------ Data

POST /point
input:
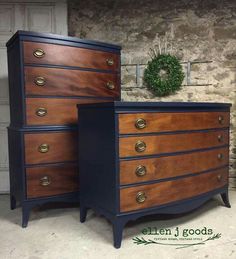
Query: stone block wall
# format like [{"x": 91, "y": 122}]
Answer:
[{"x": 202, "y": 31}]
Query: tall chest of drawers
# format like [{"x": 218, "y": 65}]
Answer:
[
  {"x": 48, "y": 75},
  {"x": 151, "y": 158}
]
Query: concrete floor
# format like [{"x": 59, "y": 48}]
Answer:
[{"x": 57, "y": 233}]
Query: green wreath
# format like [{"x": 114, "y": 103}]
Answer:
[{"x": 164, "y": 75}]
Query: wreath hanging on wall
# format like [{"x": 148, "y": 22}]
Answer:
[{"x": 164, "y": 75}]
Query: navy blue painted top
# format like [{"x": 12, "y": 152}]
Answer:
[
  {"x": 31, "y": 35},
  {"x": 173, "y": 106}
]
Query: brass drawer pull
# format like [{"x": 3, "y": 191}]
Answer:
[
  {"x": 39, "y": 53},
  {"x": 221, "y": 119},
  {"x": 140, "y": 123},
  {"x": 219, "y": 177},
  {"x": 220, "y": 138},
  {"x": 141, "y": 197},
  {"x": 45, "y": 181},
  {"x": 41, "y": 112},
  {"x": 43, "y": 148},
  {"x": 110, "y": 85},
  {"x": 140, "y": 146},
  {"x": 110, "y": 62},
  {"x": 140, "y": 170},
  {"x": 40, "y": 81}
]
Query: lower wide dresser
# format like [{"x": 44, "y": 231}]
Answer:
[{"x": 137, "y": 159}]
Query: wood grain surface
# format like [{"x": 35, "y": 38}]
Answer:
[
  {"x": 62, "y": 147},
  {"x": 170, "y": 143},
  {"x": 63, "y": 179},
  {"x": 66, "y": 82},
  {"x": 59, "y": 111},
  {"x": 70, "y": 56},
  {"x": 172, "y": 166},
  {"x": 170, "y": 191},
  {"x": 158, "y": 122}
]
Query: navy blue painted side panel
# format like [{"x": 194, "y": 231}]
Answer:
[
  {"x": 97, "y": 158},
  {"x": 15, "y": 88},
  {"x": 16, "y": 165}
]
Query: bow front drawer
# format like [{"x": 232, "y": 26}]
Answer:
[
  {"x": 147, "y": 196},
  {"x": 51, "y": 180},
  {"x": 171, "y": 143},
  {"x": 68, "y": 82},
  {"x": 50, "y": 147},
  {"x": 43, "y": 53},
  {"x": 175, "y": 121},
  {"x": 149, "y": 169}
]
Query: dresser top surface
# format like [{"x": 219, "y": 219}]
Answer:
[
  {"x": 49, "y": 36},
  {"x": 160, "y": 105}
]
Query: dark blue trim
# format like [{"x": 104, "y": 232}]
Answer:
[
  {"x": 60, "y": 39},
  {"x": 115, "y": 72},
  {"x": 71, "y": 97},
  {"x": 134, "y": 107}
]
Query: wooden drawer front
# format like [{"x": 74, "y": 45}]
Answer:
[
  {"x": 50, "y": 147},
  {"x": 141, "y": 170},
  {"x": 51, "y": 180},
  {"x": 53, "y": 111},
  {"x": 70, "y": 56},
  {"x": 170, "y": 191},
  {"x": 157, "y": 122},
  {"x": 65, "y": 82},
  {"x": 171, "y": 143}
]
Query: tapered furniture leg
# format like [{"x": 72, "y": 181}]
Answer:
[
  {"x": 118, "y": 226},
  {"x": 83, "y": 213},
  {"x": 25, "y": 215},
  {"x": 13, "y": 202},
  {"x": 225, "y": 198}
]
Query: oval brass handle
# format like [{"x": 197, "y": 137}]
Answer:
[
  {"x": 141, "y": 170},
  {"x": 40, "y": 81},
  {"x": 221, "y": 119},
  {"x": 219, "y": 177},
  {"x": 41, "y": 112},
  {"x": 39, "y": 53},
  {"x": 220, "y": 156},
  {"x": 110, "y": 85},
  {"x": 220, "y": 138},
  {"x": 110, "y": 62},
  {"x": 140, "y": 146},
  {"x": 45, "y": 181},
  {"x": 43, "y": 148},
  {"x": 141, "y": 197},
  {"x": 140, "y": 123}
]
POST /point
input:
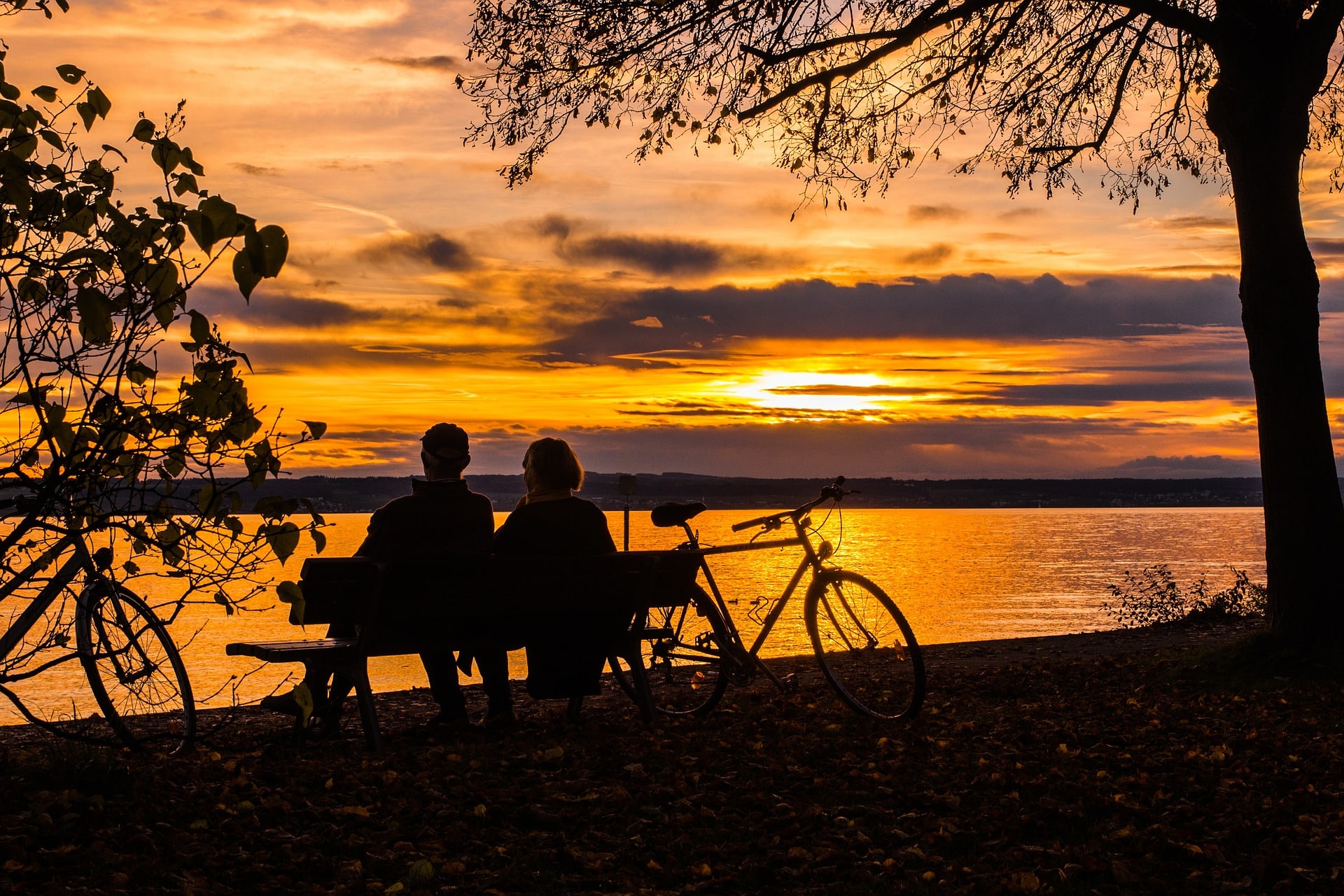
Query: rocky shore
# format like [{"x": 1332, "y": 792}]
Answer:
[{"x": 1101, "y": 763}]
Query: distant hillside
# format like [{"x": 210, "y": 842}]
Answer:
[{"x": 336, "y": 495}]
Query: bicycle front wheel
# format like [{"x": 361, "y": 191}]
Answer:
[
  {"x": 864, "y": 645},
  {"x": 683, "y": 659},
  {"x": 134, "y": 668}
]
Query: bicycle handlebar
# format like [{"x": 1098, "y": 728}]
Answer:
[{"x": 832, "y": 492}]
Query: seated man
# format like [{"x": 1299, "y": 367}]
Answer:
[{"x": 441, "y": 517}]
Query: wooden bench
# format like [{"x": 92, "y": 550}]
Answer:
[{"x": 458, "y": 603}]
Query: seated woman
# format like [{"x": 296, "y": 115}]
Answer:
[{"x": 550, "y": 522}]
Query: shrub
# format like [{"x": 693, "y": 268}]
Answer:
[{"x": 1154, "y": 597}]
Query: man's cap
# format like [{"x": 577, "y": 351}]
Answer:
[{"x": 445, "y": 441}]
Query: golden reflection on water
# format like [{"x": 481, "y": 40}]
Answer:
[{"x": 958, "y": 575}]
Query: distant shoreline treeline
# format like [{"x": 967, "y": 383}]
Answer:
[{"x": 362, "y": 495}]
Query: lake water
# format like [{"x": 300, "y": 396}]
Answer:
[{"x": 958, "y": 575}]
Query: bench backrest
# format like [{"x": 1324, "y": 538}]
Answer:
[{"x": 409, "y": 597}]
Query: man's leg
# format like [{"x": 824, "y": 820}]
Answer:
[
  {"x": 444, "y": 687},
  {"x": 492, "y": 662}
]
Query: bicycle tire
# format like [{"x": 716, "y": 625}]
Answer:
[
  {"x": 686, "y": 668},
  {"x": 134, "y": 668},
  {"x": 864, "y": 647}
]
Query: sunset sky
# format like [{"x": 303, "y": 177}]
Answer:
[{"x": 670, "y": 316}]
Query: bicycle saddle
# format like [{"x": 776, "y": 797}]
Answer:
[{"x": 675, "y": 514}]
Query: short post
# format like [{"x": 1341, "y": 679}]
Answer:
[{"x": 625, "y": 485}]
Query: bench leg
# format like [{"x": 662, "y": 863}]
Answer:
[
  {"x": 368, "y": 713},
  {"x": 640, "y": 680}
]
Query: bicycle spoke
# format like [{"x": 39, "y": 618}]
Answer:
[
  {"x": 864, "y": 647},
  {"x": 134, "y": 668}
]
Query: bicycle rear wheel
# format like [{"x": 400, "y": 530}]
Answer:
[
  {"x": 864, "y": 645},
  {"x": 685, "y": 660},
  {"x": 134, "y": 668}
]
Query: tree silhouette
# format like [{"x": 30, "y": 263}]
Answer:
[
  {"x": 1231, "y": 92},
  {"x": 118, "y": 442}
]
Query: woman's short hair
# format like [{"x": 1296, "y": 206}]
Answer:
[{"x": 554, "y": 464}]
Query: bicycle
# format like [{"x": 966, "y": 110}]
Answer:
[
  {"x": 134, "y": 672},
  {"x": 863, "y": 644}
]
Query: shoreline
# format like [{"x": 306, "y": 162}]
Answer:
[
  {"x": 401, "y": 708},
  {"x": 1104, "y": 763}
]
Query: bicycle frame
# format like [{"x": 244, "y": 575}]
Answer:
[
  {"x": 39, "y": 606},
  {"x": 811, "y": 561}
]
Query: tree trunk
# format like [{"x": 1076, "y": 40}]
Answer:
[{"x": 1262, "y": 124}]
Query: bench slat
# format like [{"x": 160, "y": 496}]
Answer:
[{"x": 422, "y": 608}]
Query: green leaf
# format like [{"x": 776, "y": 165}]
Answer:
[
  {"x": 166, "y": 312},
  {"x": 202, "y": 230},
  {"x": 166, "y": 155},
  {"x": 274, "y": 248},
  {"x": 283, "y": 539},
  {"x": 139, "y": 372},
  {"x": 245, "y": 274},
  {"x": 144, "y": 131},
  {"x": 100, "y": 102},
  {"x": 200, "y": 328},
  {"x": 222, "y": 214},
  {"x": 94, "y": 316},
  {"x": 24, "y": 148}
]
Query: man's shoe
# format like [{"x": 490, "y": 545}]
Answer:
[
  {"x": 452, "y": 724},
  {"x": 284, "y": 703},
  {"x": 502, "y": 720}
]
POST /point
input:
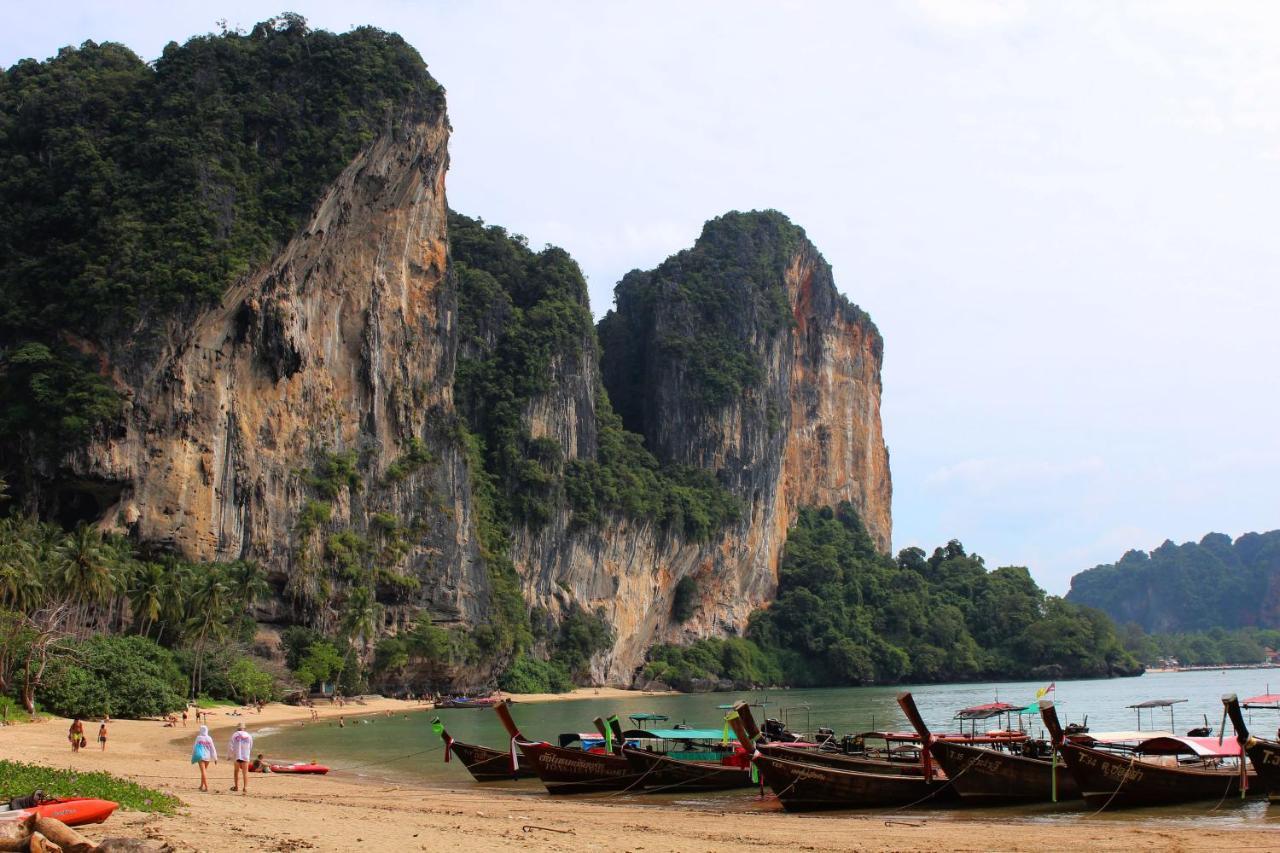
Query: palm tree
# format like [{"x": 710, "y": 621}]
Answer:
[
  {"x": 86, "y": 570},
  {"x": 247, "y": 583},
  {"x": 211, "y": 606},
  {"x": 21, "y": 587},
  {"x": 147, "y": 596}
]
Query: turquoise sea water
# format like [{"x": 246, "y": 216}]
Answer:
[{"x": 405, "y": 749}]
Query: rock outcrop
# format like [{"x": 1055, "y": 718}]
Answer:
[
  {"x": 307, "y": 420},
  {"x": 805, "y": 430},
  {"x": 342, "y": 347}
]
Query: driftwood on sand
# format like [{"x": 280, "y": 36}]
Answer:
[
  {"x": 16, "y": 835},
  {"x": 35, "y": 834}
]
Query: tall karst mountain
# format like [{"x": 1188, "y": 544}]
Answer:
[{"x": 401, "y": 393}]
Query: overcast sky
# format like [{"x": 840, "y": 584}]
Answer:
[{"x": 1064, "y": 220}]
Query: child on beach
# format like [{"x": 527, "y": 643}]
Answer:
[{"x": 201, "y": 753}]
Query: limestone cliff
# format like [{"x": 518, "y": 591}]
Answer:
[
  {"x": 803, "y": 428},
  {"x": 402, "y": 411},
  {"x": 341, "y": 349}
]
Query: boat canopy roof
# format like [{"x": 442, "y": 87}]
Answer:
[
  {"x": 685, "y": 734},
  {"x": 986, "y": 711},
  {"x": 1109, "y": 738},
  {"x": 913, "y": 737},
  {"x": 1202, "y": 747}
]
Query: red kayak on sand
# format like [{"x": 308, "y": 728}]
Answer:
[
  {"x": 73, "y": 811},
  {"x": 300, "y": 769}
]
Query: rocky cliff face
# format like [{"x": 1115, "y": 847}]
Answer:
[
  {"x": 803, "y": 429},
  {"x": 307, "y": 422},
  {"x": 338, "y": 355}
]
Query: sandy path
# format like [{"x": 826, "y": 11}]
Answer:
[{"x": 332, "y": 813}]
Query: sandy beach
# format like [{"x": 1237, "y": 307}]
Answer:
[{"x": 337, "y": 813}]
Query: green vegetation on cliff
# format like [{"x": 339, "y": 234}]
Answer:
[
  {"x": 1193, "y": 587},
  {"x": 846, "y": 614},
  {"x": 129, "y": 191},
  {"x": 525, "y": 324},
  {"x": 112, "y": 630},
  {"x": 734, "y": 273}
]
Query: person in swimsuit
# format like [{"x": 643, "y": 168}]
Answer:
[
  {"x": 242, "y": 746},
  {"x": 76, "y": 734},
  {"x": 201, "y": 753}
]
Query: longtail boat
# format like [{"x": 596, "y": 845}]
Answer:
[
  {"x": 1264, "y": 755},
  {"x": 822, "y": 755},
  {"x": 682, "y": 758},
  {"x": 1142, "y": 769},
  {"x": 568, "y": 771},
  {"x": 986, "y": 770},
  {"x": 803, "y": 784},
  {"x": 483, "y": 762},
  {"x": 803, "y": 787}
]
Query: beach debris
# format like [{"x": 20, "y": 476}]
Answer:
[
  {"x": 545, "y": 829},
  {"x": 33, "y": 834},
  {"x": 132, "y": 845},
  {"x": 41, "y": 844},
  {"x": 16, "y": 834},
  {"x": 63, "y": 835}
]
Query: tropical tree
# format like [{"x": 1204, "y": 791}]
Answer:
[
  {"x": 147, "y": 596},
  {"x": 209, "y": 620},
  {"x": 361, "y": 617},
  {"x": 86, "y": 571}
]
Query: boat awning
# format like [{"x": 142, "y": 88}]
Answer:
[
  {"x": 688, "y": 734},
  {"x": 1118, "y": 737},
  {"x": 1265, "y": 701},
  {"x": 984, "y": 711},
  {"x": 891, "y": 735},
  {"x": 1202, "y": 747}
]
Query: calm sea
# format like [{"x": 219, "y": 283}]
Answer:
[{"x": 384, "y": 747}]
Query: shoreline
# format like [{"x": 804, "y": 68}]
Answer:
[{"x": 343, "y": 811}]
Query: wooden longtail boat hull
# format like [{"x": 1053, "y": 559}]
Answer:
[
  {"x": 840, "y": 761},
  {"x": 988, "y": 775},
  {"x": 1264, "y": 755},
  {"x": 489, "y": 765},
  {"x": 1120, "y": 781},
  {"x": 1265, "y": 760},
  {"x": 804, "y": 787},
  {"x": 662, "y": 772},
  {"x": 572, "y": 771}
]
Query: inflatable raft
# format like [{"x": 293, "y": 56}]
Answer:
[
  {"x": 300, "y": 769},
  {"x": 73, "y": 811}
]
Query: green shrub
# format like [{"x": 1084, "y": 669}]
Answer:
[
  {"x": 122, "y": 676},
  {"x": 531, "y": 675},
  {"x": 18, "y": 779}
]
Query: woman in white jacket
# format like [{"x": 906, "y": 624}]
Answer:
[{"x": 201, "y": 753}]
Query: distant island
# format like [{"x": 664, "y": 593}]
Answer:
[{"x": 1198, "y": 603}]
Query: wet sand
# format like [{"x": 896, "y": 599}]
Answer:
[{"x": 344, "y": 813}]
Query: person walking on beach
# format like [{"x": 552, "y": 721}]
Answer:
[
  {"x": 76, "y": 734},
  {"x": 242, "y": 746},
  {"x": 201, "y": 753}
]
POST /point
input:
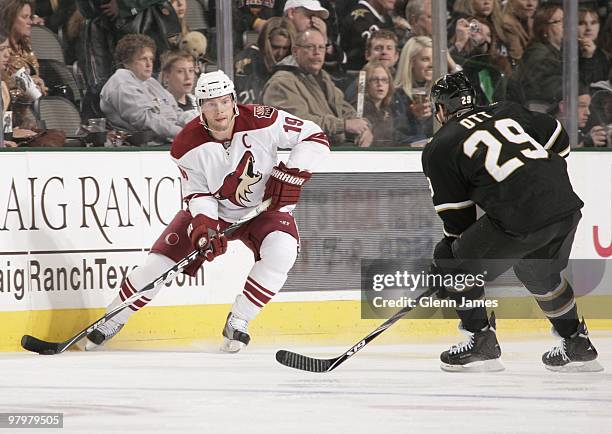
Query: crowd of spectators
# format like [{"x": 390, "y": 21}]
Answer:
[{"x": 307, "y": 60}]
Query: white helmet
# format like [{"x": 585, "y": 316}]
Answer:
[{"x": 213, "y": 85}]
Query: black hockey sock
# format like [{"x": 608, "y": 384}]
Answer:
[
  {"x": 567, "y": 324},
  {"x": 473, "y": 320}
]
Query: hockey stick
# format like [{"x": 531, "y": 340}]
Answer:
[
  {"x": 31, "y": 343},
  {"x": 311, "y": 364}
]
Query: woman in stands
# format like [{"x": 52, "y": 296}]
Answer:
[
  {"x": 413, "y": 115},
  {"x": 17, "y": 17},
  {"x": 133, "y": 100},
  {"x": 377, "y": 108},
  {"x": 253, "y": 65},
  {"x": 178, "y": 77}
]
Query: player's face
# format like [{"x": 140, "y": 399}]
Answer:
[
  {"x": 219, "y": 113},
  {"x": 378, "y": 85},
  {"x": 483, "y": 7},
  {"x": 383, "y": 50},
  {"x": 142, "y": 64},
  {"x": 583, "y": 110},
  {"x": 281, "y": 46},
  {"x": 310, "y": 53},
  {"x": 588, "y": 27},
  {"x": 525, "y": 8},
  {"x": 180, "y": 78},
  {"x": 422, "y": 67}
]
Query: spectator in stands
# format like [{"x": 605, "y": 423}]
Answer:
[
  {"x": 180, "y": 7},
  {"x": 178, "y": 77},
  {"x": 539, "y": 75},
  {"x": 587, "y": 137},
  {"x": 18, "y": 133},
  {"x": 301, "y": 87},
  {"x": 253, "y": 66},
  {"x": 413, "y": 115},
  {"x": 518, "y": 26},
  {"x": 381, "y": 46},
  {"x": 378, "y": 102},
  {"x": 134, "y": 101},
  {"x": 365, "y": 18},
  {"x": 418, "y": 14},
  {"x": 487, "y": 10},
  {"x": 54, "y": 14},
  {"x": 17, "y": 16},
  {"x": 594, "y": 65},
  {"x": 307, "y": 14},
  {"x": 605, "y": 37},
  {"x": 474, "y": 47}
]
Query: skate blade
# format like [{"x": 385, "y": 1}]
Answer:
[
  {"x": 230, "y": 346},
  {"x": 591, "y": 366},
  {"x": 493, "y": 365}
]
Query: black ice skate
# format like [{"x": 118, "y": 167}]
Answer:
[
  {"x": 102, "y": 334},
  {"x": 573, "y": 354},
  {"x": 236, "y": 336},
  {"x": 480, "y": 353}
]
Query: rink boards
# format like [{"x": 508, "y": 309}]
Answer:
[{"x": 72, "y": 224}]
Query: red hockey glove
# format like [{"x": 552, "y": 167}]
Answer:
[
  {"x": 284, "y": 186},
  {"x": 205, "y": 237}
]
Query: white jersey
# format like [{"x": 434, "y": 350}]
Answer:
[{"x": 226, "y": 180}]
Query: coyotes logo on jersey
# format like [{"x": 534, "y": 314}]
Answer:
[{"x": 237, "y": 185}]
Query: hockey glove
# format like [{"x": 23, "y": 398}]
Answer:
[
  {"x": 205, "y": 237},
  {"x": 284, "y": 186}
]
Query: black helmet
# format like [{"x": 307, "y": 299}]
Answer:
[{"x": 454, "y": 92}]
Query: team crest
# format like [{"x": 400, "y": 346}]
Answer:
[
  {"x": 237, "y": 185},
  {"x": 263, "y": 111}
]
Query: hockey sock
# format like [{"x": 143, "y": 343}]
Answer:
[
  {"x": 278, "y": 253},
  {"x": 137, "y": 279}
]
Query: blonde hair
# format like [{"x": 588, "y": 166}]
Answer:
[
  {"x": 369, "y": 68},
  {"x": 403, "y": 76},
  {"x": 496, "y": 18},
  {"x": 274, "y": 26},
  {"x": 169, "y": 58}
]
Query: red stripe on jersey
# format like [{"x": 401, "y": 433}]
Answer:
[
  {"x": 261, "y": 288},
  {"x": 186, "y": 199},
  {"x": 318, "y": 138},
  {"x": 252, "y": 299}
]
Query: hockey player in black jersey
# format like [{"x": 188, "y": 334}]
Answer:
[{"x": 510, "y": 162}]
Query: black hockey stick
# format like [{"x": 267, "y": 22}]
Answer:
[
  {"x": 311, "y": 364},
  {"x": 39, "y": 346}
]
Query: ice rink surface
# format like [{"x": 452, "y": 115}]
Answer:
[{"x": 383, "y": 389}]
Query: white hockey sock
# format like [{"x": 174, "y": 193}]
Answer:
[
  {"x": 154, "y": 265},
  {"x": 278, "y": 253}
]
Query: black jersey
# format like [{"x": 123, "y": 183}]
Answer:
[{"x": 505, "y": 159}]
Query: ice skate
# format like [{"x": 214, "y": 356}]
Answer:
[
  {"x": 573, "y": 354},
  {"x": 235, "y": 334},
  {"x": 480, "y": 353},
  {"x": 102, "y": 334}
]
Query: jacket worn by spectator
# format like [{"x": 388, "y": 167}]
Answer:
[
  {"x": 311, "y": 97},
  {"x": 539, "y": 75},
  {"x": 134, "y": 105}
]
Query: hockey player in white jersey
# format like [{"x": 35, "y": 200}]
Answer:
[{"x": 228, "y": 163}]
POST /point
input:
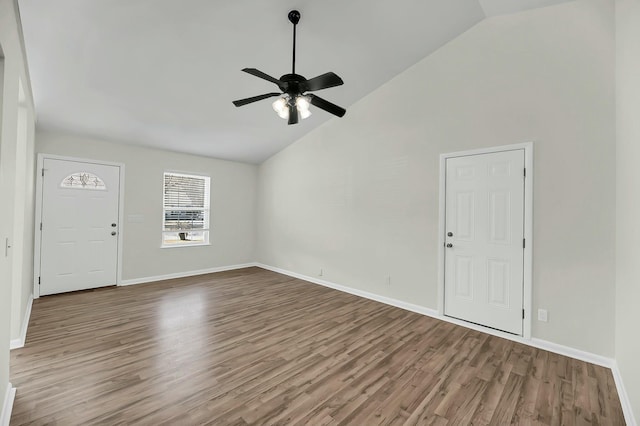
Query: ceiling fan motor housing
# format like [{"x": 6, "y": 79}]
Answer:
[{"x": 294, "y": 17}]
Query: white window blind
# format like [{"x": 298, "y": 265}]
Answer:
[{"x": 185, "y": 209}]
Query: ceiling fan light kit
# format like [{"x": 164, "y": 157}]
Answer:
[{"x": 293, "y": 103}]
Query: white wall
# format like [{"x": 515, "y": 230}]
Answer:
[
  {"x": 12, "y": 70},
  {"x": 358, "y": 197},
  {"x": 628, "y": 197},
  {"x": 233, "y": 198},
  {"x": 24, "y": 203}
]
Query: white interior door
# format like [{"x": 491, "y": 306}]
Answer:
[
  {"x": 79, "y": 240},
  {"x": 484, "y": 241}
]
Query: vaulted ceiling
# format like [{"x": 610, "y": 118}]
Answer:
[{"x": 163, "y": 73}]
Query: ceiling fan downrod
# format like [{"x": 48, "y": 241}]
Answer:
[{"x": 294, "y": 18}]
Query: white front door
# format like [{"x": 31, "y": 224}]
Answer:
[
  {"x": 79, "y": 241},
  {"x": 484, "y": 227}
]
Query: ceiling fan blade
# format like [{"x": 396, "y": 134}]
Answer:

------------

▶ **The task**
Pull every line containing the word "white" out of the entries above.

▶ **Task result**
Query: woman in white jacket
Query: white helmet
Query: white jersey
Query: white hockey sock
Query: hockey player in white jersey
Query: white window blind
Query: white wall
Query: white interior door
Query: white front door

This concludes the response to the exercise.